#### [Tarefas]
1. Diga se cada afirmação concorda com a resenha sobre o Aria, respondendo sim ou não e citando as palavras decisivas do texto: (a) O Aria foi fundado em São Petersburgo. (b) Curse Of The Seas é o 13º álbum de estúdio da banda. (c) Guest From The Shadow Kingdom saiu pela gravadora M2VA.
2. Por favor, liste todos os integrantes atuais da banda mencionados na resenha sobre o Aria, cada um com o instrumento indicado.
3. Escreva a continuação da resenha sobre o Aria, a partir da última frase apresentada.

Resenha: Aria – Guest From The Shadow Kingdom (DVD, 2019)

Fundado em Moscou no ano de 1985, o Aria se aproveitou da abertura política da União Soviética para se firmar como uma das maiores representantes do Heavy Metal de seu país. Como se isso por si só já não fosse uma façanha, o Aria com o passar dos anos se tornou uma superbanda na Rússia e nos países circunvizinhos. Verdadeiros “mega-stars” em sua terra-natal, o Aria tem maciça penetração no mainstream local, sendo que cada novo lançamento seu alcança o topo das paradas russas e não raro aparecem nas televisões de maior audiência de lá. Isso tudo praticando o mais puro e clássico Heavy Metal, algo inimaginável aqui no Brasil, por exemplo. Todavia, o mais curioso é que todo esse tamanho e sucesso se concentra somente naquela região do mundo. Fora da área de influência russa, o Aria ainda é uma banda relativamente desconhecida.

Mas parece que, aos poucos, o restante da Europa e até mesmo as Américas estão conhecendo o Aria com mais afinco. Isso graças ao bem-sucedido lançamento de Curse Of The Seas (2018), o 13º álbum de estúdio da banda formada atualmente por Mikhail Zhitniakov (vocais), Vladimir Holstinin, Serguei Popov (guitarras), Vitaly Dubinin (contrabaixo) e Maxim Udalov (bateria). Mixado por Roy Z (Bruce Dickinson, Halford, Angra, Sepultura, etc.) e masterizado por Maor Appelbaum (Halford, Sepultura, Sabaton, Dokken, etc.), Curse Of The Seas foi amplamente divulgado pelo mundo ocidental, abrindo portas que nunca foram abertas para o Aria, como, por exemplo, ser headliner nos festivais Keep It True (Alemanha) e Pyrenean Warriors Open Air (França). Para coroar esta nova e vitoriosa fase, o Aria organizou em abril um show bastante ousado e colossal em termos de estrutura. O show foi gravado e recentemente lançado em formato de DVD e de CD duplo através da gravadora M2VA, com o título Guest From The Shadow Kingdom.

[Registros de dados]
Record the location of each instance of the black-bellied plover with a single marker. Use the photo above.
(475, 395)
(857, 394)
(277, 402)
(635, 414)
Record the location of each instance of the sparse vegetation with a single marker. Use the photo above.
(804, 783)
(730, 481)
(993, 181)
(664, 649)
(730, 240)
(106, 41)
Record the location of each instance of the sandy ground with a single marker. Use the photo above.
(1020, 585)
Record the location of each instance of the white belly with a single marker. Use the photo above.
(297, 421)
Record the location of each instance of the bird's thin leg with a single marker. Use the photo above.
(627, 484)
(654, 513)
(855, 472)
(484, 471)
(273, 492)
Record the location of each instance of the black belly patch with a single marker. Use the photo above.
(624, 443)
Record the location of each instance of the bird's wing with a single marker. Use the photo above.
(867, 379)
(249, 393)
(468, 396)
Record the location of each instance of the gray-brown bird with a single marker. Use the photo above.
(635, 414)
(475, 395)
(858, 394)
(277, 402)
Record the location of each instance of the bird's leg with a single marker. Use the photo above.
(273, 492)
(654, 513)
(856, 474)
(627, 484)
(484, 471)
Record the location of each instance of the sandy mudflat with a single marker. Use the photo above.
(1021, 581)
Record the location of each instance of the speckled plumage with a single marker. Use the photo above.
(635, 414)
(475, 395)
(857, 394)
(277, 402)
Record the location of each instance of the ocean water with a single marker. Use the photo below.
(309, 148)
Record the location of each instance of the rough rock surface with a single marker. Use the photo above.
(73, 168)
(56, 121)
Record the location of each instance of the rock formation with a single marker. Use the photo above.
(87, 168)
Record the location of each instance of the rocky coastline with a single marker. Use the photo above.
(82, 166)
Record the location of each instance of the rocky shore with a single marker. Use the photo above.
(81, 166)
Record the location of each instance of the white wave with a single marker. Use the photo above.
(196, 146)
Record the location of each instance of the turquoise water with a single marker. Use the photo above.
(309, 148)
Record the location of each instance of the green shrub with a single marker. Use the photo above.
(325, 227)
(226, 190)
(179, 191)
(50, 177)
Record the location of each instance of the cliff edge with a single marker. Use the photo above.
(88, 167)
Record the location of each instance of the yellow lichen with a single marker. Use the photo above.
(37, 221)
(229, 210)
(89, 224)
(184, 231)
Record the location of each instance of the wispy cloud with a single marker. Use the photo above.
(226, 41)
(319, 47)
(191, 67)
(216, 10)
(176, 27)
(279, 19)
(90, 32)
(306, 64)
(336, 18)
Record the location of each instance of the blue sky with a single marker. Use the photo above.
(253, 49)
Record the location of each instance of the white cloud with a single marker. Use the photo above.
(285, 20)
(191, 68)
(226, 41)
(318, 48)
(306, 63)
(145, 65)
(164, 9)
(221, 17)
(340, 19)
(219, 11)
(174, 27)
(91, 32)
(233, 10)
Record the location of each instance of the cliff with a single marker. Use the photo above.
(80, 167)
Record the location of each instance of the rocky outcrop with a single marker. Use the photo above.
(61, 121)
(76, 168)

#### [Respostas]
1.
(a) Não: "Fundado em Moscou no ano de 1985".
(b) Sim: "o 13º álbum de estúdio da banda".
(c) Sim: "através da gravadora M2VA".

2.
Mikhail Zhitniakov (vocais)
Vladimir Holstinin (guitarra)
Serguei Popov (guitarra)
Vitaly Dubinin (contrabaixo)
Maxim Udalov (bateria)

3.
Gravado no estádio do Dínamo, um dos clubes mais tradicionais de Moscou, o show contou com uma estrutura de palco de três níveis que totalizavam 9 metros de altura e que lembrava um grande navio pirata, além de um telão de 600 metros-quadrados que serviu como backdrop e que mudava seu tema a cada música tocada. Uma ponte de madeira levava o palco principal a um palco menor que imitava a proa do navio. Em vários momentos do show, o palco menor se desprendia do maior e, suspenso por correntes, levava os integrantes da banda para o outro lado do estádio. Como se não bastasse, em algumas músicas o vocalista Mikhail Zhitniakov era suspenso por cabos e levado a sobrevoar a plateia. Tudo isso sem contar os figurinos dos integrantes e as baquetas de Maxim Udalov que brilhavam no escuro.

Com uma estrutura tão grandiosa, o set-list do show também não poderia ser por menos. Além de apresentar faixas do novo álbum Curse Of The Seas, o set-list priorizou as mais épicas e longas composições da história do grupo, além de alguns hits indispensáveis e de baladas. A preferência por este tipo de composição para montar o set-list foi feita em detrimento de vários clássicos oitentistas e recentes do grupo que costumam ser tocadas em shows normais. Se você ainda não conhece o Aria, cabe lembrar aqui que a banda mantém a tradição de cantar em russo desde seus primórdios. Portanto, os títulos das músicas, bem como o do DVD, serão transcritos aqui em suas traduções oficiais em inglês.

Vladimir Holstinin (guitarras), Maxim Udalov (bateria), Mikhail Zhitniakov (vocais), Serguei Popov (guitarras) e Vitaly Dubinin (contrabaixo)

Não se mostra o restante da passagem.